▶ [Exercise set]:
• 1. List every abbreviation that appears in parentheses in the St. Louis Downtown Site text, each with the full name it stands for.
• 2. Answer these questions from the St. Louis Downtown Site text:
(a) Where was the first self-sustained nuclear chain reaction achieved?
(b) Which two elements were extracted from ore under the contract with Mallinckrodt?
(c) During which years was the site used for processing uranium compounds?
• 3. Transcribe the St. Louis Downtown Site text between "For a time line, go" and "Downtown Site (SLDS).", inclusive.

Extract to read: Begin

For a time line, go to Contamination and Chronology.
St. Louis Downtown Site (SLDS)
In 1942 during World War II, the Manhattan Engineer District (MED) achieved the first self-sustained nuclear chain reaction at Stagg Field at the University of Chicago, using uranium oxide produced by the Destrehan Street Refinery and Metal Plant (later Mallinckrodt Chemical Works) in downtown St. Louis.
Following the success of the Stagg Field experiment, MED contracted with Mallinckrodt to process uranium. Under this contract, uranium and radium were extracted from ore and used to make the first atomic bombs. Years later, this facility became known as the St. Louis Downtown Site (SLDS).
From 1942 to 1957, under contracts with the Manhattan Engineer District (MED) and the Atomic Energy Commission (AEC), the site was used for processing various forms of uranium compounds, for machining and for recovery of uranium metal.

Extract to read: End
Dataset extract: Begin

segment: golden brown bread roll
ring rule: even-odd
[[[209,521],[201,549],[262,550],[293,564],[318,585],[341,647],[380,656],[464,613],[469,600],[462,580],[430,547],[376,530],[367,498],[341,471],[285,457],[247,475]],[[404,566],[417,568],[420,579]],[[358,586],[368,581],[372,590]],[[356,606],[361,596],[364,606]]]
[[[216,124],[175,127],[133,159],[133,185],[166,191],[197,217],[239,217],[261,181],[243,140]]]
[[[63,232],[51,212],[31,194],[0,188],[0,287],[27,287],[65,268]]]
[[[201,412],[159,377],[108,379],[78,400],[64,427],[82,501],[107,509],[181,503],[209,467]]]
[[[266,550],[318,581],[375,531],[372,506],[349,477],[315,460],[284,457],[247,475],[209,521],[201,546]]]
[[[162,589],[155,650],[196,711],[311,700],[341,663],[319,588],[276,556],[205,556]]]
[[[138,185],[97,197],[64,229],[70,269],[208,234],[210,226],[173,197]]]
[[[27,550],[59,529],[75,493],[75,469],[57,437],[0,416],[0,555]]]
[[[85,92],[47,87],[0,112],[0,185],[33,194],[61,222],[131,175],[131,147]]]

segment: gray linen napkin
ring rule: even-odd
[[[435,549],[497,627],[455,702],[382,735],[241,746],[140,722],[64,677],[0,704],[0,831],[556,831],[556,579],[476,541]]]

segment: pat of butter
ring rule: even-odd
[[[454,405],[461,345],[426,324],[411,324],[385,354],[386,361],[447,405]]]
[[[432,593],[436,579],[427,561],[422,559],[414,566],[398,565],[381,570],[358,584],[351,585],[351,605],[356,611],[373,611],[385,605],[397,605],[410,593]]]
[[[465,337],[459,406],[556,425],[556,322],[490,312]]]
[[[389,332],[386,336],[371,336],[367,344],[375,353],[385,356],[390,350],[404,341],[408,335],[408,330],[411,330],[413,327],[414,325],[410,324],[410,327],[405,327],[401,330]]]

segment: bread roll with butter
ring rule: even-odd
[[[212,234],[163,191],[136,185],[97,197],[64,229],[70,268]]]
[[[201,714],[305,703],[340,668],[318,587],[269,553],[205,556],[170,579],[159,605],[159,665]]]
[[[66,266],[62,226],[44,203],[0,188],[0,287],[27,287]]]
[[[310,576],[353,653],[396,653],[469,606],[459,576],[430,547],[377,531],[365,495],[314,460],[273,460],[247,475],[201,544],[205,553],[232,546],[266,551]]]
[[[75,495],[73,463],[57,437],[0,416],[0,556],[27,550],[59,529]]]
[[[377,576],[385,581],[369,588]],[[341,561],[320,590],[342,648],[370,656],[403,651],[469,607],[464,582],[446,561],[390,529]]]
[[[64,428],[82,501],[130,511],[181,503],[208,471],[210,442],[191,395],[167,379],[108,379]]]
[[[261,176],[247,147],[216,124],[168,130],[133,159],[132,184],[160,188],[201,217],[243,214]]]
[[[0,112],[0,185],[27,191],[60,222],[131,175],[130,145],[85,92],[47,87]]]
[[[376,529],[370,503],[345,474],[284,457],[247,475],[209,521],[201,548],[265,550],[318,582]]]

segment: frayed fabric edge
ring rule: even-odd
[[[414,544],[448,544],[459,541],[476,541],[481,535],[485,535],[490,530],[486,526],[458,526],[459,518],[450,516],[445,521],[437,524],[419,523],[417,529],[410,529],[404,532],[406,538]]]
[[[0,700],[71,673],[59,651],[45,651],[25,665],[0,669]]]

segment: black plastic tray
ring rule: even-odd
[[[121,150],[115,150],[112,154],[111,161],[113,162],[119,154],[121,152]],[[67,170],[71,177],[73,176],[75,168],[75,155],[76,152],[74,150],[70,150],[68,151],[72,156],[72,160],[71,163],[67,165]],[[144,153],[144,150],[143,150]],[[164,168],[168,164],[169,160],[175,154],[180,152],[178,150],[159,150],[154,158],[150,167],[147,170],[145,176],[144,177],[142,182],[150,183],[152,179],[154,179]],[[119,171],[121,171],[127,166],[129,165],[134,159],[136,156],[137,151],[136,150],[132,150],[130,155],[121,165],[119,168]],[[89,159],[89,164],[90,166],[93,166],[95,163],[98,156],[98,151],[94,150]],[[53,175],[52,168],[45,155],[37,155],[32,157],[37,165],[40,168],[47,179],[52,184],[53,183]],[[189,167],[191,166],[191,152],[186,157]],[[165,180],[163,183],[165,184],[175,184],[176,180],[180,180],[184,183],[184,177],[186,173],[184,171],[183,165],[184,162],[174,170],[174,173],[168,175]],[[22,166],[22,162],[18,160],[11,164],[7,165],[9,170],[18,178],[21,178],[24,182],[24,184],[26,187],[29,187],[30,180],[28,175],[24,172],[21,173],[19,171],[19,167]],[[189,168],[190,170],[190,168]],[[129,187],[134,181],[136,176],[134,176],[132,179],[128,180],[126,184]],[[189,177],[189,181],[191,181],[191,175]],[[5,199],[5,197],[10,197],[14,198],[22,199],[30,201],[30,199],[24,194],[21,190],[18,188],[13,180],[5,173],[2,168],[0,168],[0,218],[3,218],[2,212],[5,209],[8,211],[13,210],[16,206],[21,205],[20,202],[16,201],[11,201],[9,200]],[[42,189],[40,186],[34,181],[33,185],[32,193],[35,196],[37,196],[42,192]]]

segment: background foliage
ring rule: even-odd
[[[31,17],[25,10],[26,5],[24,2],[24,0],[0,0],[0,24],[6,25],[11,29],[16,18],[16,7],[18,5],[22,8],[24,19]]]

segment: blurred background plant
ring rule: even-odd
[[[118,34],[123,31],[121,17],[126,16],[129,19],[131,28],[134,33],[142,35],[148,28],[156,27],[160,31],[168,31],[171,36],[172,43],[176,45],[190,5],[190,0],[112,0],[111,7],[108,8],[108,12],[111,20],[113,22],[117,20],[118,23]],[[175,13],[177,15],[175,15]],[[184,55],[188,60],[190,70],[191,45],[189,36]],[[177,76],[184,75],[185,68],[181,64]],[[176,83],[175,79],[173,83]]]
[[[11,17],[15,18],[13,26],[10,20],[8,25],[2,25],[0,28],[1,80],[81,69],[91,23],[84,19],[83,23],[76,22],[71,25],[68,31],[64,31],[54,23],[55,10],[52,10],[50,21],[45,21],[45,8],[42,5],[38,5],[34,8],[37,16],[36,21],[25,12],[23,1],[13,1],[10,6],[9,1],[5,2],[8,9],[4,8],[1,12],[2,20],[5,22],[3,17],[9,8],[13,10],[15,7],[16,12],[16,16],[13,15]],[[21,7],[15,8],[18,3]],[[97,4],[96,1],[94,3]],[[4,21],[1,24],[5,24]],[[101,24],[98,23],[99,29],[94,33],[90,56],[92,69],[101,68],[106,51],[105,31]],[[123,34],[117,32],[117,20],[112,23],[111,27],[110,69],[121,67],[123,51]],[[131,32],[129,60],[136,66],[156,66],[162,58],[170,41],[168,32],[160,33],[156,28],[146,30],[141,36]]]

Dataset extract: End

▶ [Answer set]:
• 1.
SLDS: St. Louis Downtown Site
MED: Manhattan Engineer District
AEC: Atomic Energy Commission

• 2.
(a) At Stagg Field at the University of Chicago
(b) Uranium and radium
(c) From 1942 to 1957

• 3.
For a time line, go to Contamination and Chronology.
St. Louis Downtown Site (SLDS)
In 1942 during World War II, the Manhattan Engineer District (MED) achieved the first self-sustained nuclear chain reaction at Stagg Field at the University of Chicago, using uranium oxide produced by the Destrehan Street Refinery and Metal Plant (later Mallinckrodt Chemical Works) in downtown St. Louis.
Following the success of the Stagg Field experiment, MED contracted with Mallinckrodt to process uranium. Under this contract, uranium and radium were extracted from ore and used to make the first atomic bombs. Years later, this facility became known as the St. Louis Downtown Site (SLDS).